Can you recast the rows below as a Markdown table with the columns No. and Line, numbering each line and skipping any blank lines? Leave the pictures out of the table.

━━ Input for this task ━━

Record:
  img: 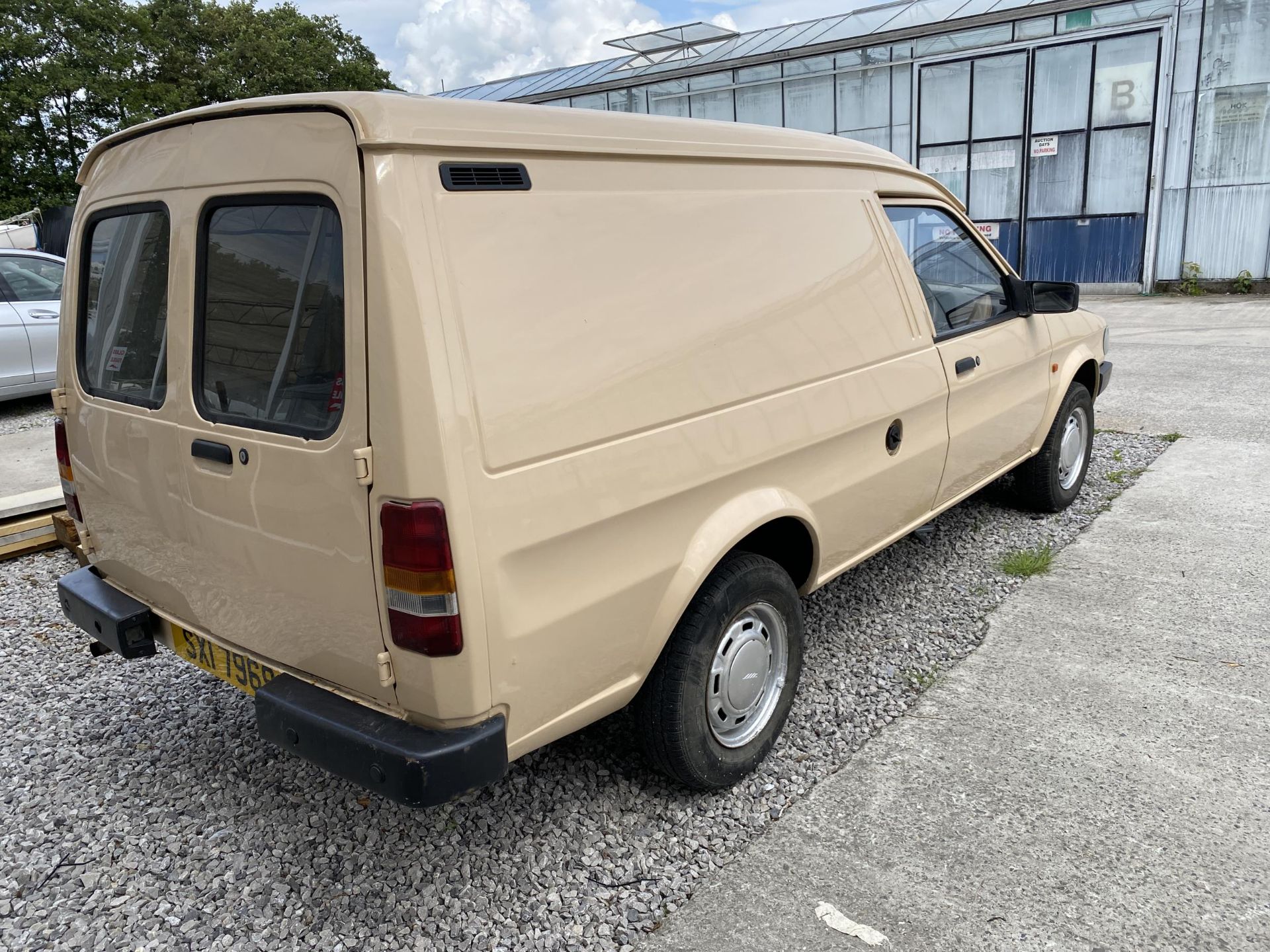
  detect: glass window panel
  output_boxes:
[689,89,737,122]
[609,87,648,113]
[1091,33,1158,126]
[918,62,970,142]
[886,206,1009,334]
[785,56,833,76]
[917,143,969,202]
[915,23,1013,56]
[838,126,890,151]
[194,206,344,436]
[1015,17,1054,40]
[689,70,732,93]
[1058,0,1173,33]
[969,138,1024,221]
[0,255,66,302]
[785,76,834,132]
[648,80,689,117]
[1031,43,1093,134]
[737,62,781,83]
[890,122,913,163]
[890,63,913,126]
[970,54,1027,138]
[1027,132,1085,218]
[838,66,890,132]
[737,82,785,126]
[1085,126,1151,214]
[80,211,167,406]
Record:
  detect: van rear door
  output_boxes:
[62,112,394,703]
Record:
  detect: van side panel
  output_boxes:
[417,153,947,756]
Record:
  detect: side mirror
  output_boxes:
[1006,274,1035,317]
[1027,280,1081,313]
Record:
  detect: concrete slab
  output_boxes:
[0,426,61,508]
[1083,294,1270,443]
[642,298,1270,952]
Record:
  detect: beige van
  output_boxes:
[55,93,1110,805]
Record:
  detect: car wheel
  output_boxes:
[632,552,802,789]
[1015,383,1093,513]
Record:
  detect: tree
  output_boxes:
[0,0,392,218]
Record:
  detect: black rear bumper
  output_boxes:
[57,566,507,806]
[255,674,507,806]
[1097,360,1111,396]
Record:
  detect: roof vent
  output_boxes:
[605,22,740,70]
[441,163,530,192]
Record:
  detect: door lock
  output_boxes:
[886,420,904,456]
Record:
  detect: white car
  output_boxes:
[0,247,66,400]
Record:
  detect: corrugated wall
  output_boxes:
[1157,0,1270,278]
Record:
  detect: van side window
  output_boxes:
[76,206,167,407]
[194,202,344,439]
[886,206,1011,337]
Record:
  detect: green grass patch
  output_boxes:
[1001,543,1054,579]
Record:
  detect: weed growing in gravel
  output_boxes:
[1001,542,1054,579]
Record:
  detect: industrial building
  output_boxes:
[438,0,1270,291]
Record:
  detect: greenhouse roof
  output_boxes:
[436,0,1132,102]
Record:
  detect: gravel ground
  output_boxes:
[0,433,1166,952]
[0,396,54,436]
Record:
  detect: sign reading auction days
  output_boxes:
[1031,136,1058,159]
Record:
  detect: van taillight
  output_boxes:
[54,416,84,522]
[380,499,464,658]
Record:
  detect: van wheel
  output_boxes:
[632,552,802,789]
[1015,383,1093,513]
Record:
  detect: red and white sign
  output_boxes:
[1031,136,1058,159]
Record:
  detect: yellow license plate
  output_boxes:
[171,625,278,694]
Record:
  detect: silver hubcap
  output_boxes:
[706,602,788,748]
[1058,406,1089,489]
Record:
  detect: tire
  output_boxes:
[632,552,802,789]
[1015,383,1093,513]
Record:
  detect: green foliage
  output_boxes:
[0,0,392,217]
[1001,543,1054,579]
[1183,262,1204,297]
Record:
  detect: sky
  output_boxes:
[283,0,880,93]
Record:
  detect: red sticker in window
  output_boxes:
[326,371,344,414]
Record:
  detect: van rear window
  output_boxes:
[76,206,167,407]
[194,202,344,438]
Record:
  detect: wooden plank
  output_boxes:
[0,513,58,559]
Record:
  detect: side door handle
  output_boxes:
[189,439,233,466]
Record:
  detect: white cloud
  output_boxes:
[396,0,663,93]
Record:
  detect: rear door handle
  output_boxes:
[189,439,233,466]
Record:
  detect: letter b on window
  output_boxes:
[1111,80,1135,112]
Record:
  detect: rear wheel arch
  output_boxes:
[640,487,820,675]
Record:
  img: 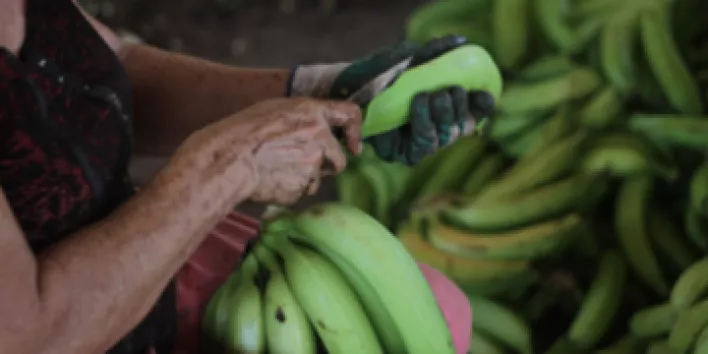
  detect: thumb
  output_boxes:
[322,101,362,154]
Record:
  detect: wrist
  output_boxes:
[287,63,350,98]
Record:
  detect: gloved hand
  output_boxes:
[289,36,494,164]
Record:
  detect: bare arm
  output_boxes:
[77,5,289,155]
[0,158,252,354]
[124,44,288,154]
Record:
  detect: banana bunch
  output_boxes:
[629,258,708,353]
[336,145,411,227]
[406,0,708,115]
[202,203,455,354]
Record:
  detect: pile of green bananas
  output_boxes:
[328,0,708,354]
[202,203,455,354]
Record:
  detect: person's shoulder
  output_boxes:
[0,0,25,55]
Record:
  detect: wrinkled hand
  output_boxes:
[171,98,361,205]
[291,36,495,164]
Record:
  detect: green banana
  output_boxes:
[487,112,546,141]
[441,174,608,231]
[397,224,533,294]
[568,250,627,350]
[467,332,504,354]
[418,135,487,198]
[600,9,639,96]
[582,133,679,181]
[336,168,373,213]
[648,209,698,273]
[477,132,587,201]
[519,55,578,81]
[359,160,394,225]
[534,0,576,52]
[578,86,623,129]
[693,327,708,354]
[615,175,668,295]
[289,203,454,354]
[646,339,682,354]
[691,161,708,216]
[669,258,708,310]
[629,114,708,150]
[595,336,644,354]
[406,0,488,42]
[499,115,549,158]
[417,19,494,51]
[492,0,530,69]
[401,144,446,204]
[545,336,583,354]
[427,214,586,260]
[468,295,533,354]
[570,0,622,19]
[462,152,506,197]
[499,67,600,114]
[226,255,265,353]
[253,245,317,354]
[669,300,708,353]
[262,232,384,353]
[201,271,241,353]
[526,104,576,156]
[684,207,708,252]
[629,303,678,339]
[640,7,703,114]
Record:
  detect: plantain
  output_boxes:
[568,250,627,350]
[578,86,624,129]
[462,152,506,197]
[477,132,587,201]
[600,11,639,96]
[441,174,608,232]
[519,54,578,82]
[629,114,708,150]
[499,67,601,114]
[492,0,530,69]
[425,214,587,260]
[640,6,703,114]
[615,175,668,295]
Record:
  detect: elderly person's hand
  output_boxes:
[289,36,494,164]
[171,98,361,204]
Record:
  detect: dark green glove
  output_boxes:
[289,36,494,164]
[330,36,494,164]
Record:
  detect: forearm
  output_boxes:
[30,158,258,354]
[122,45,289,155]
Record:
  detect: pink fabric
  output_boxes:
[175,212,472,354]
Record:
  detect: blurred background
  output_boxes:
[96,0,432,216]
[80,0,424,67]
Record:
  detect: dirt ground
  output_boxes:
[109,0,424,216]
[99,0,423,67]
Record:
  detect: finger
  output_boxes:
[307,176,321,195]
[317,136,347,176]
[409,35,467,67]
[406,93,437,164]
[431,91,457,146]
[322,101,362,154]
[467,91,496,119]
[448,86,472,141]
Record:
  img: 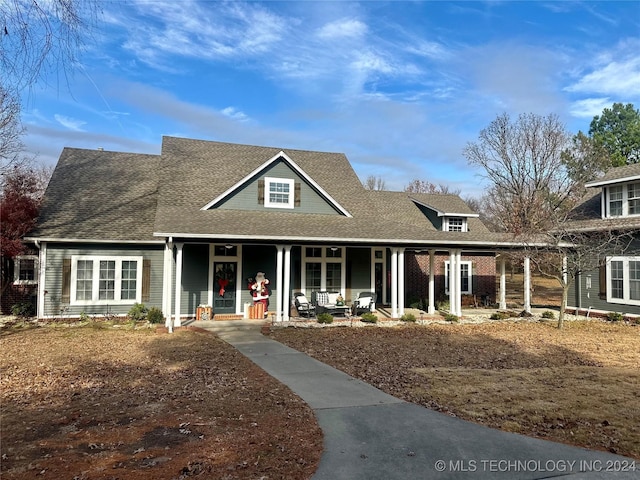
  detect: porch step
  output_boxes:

━━━

Correct result ::
| No. | Line |
|---|---|
| 1 | Record: |
| 2 |   img:  |
| 3 |   detect: glass window panel |
| 4 |   output_boxes: |
| 5 | [689,89,737,122] |
| 6 | [609,87,648,113] |
| 7 | [1091,33,1158,126] |
| 8 | [918,62,970,142] |
| 9 | [886,206,1009,334] |
| 10 | [785,56,833,76] |
| 11 | [917,143,969,202] |
| 12 | [915,23,1013,56] |
| 13 | [838,126,890,151] |
| 14 | [194,206,344,436] |
| 15 | [1015,17,1054,40] |
| 16 | [689,70,732,93] |
| 17 | [1058,0,1173,33] |
| 18 | [969,138,1024,221] |
| 19 | [0,255,66,302] |
| 20 | [785,76,834,132] |
| 21 | [648,80,689,117] |
| 22 | [1031,43,1093,134] |
| 23 | [737,62,781,83] |
| 24 | [890,122,913,163] |
| 25 | [890,63,913,126] |
| 26 | [970,54,1027,138] |
| 27 | [1027,132,1085,218] |
| 28 | [838,66,890,132] |
| 29 | [737,82,785,126] |
| 30 | [1085,126,1151,214] |
| 31 | [80,211,167,406] |
| 32 | Record: |
| 33 |   detect: van rear door |
| 34 |   output_boxes: |
| 35 | [62,112,394,703] |
| 36 | Record: |
| 37 |   detect: van side panel |
| 38 |   output_boxes: |
| 39 | [417,153,947,756] |
| 40 | Record: |
| 41 |   detect: side mirror |
| 42 |   output_boxes: |
| 43 | [1006,274,1035,317] |
| 44 | [1027,280,1081,313] |
| 45 | Record: |
| 46 |   detect: concrete slab |
| 47 |   output_boxes: |
| 48 | [0,426,61,508] |
| 49 | [1083,294,1270,443] |
| 50 | [642,298,1270,952] |
| 51 | Record: |
| 52 |   detect: beige van |
| 53 |   output_boxes: |
| 54 | [55,93,1110,805] |
| 55 | Record: |
| 56 |   detect: car wheel |
| 57 |   output_boxes: |
| 58 | [632,552,802,789] |
| 59 | [1015,383,1093,513] |
| 60 | Record: |
| 61 |   detect: tree |
| 62 |   output_boxes: |
| 63 | [0,0,392,218] |
| 64 | Record: |
| 65 |   detect: black rear bumper |
| 66 |   output_boxes: |
| 67 | [57,566,507,806] |
| 68 | [255,674,507,806] |
| 69 | [1097,360,1111,396] |
| 70 | Record: |
| 71 |   detect: roof vent |
| 72 |   output_boxes: |
| 73 | [605,22,740,70] |
| 74 | [441,163,530,192] |
| 75 | Record: |
| 76 |   detect: door lock |
| 77 |   output_boxes: |
| 78 | [886,420,904,456] |
| 79 | Record: |
| 80 |   detect: white car |
| 81 |   output_boxes: |
| 82 | [0,247,66,400] |
| 83 | Record: |
| 84 |   detect: corrugated wall |
| 85 |   output_boxes: |
| 86 | [1157,0,1270,278] |
| 87 | Record: |
| 88 |   detect: van side window |
| 89 |   output_boxes: |
| 90 | [76,206,167,407] |
| 91 | [194,202,344,439] |
| 92 | [886,206,1011,337] |
| 93 | Record: |
| 94 |   detect: green grass patch |
| 95 |   output_boxes: |
| 96 | [1001,543,1054,579] |
| 97 | Record: |
| 98 |   detect: weed growing in gravel |
| 99 |   output_boxes: |
| 100 | [1001,542,1054,579] |
| 101 | Record: |
| 102 |   detect: industrial building |
| 103 |   output_boxes: |
| 104 | [438,0,1270,291] |
| 105 | Record: |
| 106 |   detect: greenhouse roof |
| 107 |   output_boxes: |
| 108 | [436,0,1132,102] |
| 109 | Record: |
| 110 |   detect: gravel ground |
| 111 |   output_boxes: |
| 112 | [0,433,1166,952] |
| 113 | [0,396,54,436] |
| 114 | Record: |
| 115 |   detect: sign reading auction days |
| 116 |   output_boxes: |
| 117 | [1031,136,1058,159] |
| 118 | Record: |
| 119 |   detect: van taillight |
| 120 |   output_boxes: |
| 121 | [54,416,84,522] |
| 122 | [380,499,464,658] |
| 123 | Record: |
| 124 |   detect: van wheel |
| 125 |   output_boxes: |
| 126 | [632,552,802,789] |
| 127 | [1015,383,1093,513] |
| 128 | Record: |
| 129 |   detect: red and white sign |
| 130 |   output_boxes: |
| 131 | [1031,136,1058,159] |
| 132 | Record: |
| 133 |   detect: yellow license plate |
| 134 |   output_boxes: |
| 135 | [171,625,278,694] |
| 136 | Record: |
| 137 |   detect: silver hubcap |
| 138 |   output_boxes: |
| 139 | [706,602,788,748] |
| 140 | [1058,406,1089,489] |
| 141 | Record: |
| 142 |   detect: tire |
| 143 |   output_boxes: |
| 144 | [632,552,802,789] |
| 145 | [1015,383,1093,513] |
| 146 | Record: |
| 147 |   detect: green foliage |
| 148 |   output_boxes: |
| 149 | [0,0,392,217] |
| 150 | [1001,543,1054,579] |
| 151 | [1183,262,1204,297] |
| 152 | Record: |
| 153 |   detect: sky |
| 154 |   output_boxes: |
| 155 | [283,0,880,93] |
| 156 | Record: |
| 157 |   detect: red sticker in window |
| 158 |   output_boxes: |
| 159 | [326,371,344,414] |
| 160 | Record: |
| 161 |   detect: van rear window |
| 162 |   output_boxes: |
| 163 | [76,206,167,407] |
| 164 | [194,202,344,438] |
| 165 | Record: |
| 166 |   detect: wooden plank |
| 167 |   output_boxes: |
| 168 | [0,513,58,559] |
| 169 | Record: |
| 170 |   detect: side door handle |
| 171 |   output_boxes: |
| 172 | [189,439,233,466] |
| 173 | Record: |
| 174 |   detect: white cloud |
| 175 |   output_boxes: |
| 176 | [396,0,663,93] |
| 177 | Record: |
| 178 |   detect: rear door handle |
| 179 |   output_boxes: |
| 180 | [189,439,233,466] |
| 181 | Record: |
| 182 |   detect: letter b on window |
| 183 |   output_boxes: |
| 184 | [1111,80,1135,112] |
| 185 | Record: |
| 186 |   detect: rear wheel arch |
| 187 |   output_boxes: |
| 188 | [640,487,820,675] |
| 189 | Record: |
| 190 |   img:  |
| 191 |   detect: thumb |
| 192 |   output_boxes: |
| 193 | [322,101,362,154] |
| 194 | Record: |
| 195 |   detect: wrist |
| 196 |   output_boxes: |
| 197 | [287,63,350,98] |
| 198 | Record: |
| 199 |   detect: gloved hand |
| 200 |   output_boxes: |
| 201 | [289,36,494,164] |
| 202 | Record: |
| 203 |   detect: bare arm |
| 204 |   output_boxes: |
| 205 | [77,5,289,155] |
| 206 | [0,158,252,354] |
| 207 | [124,44,288,154] |
| 208 | Record: |
| 209 |   detect: banana bunch |
| 210 |   output_boxes: |
| 211 | [629,258,708,353] |
| 212 | [336,145,411,227] |
| 213 | [406,0,708,115] |
| 214 | [202,203,455,354] |
| 215 | Record: |
| 216 |   detect: pile of green bananas |
| 217 |   output_boxes: |
| 218 | [328,0,708,354] |
| 219 | [202,203,455,354] |
| 220 | Record: |
| 221 |   detect: person's shoulder |
| 222 |   output_boxes: |
| 223 | [0,0,25,55] |
| 224 | Record: |
| 225 |   detect: wrinkled hand |
| 226 |   output_boxes: |
| 227 | [171,98,361,205] |
| 228 | [291,36,495,164] |
| 229 | Record: |
| 230 |   detect: green banana |
| 231 |   output_boxes: |
| 232 | [487,112,546,141] |
| 233 | [441,174,608,231] |
| 234 | [397,224,533,294] |
| 235 | [568,250,627,350] |
| 236 | [467,332,504,354] |
| 237 | [418,135,487,198] |
| 238 | [600,9,639,96] |
| 239 | [582,133,679,181] |
| 240 | [336,168,373,213] |
| 241 | [648,209,698,273] |
| 242 | [477,132,587,201] |
| 243 | [519,55,578,81] |
| 244 | [359,160,394,225] |
| 245 | [534,0,576,52] |
| 246 | [578,86,623,129] |
| 247 | [693,327,708,354] |
| 248 | [615,175,668,295] |
| 249 | [289,203,454,354] |
| 250 | [646,339,682,354] |
| 251 | [691,161,708,216] |
| 252 | [669,258,708,310] |
| 253 | [629,114,708,150] |
| 254 | [595,336,644,354] |
| 255 | [406,0,488,42] |
| 256 | [499,115,549,158] |
| 257 | [417,19,494,51] |
| 258 | [492,0,530,69] |
| 259 | [401,144,446,204] |
| 260 | [545,336,583,354] |
| 261 | [427,214,586,260] |
| 262 | [468,295,533,354] |
| 263 | [570,0,622,19] |
| 264 | [462,152,506,197] |
| 265 | [499,67,600,114] |
| 266 | [226,255,265,353] |
| 267 | [253,245,317,354] |
| 268 | [669,300,708,353] |
| 269 | [262,232,384,353] |
| 270 | [201,271,241,353] |
| 271 | [526,104,576,156] |
| 272 | [684,207,708,252] |
| 273 | [629,303,678,339] |
| 274 | [640,7,703,114] |
| 275 | Record: |
| 276 |   detect: plantain |
| 277 |   output_boxes: |
| 278 | [568,250,627,350] |
| 279 | [578,86,624,129] |
| 280 | [462,152,506,197] |
| 281 | [477,132,587,201] |
| 282 | [600,11,639,96] |
| 283 | [441,174,608,232] |
| 284 | [519,54,578,82] |
| 285 | [629,114,708,150] |
| 286 | [499,67,601,114] |
| 287 | [492,0,530,69] |
| 288 | [425,214,587,260] |
| 289 | [640,6,703,114] |
| 290 | [615,175,668,295] |
| 291 | Record: |
| 292 |   detect: elderly person's hand |
| 293 |   output_boxes: |
| 294 | [289,36,494,164] |
| 295 | [171,98,361,204] |
| 296 | Record: |
| 297 |   detect: dark green glove |
| 298 |   output_boxes: |
| 299 | [289,36,494,164] |
| 300 | [330,36,494,164] |
| 301 | Record: |
| 302 |   detect: forearm |
| 303 |   output_boxes: |
| 304 | [30,158,258,354] |
| 305 | [122,45,289,155] |
| 306 | Record: |
| 307 |   detect: pink fabric |
| 308 |   output_boxes: |
| 309 | [175,212,472,354] |
| 310 | Record: |
| 311 |   detect: blurred background |
| 312 |   output_boxes: |
| 313 | [96,0,432,216] |
| 314 | [80,0,424,67] |
| 315 | Record: |
| 316 |   detect: dirt ground |
| 317 |   output_boxes: |
| 318 | [109,0,424,216] |
| 319 | [99,0,423,67] |
| 320 | Record: |
| 321 |   detect: finger |
| 322 |   output_boxes: |
| 323 | [307,176,321,195] |
| 324 | [317,136,347,176] |
| 325 | [409,35,467,67] |
| 326 | [406,93,437,164] |
| 327 | [431,91,457,146] |
| 328 | [322,101,362,154] |
| 329 | [467,91,496,119] |
| 330 | [448,86,472,141] |
| 331 | Record: |
| 332 |   img:  |
| 333 |   detect: porch step |
| 334 |   output_boxes: |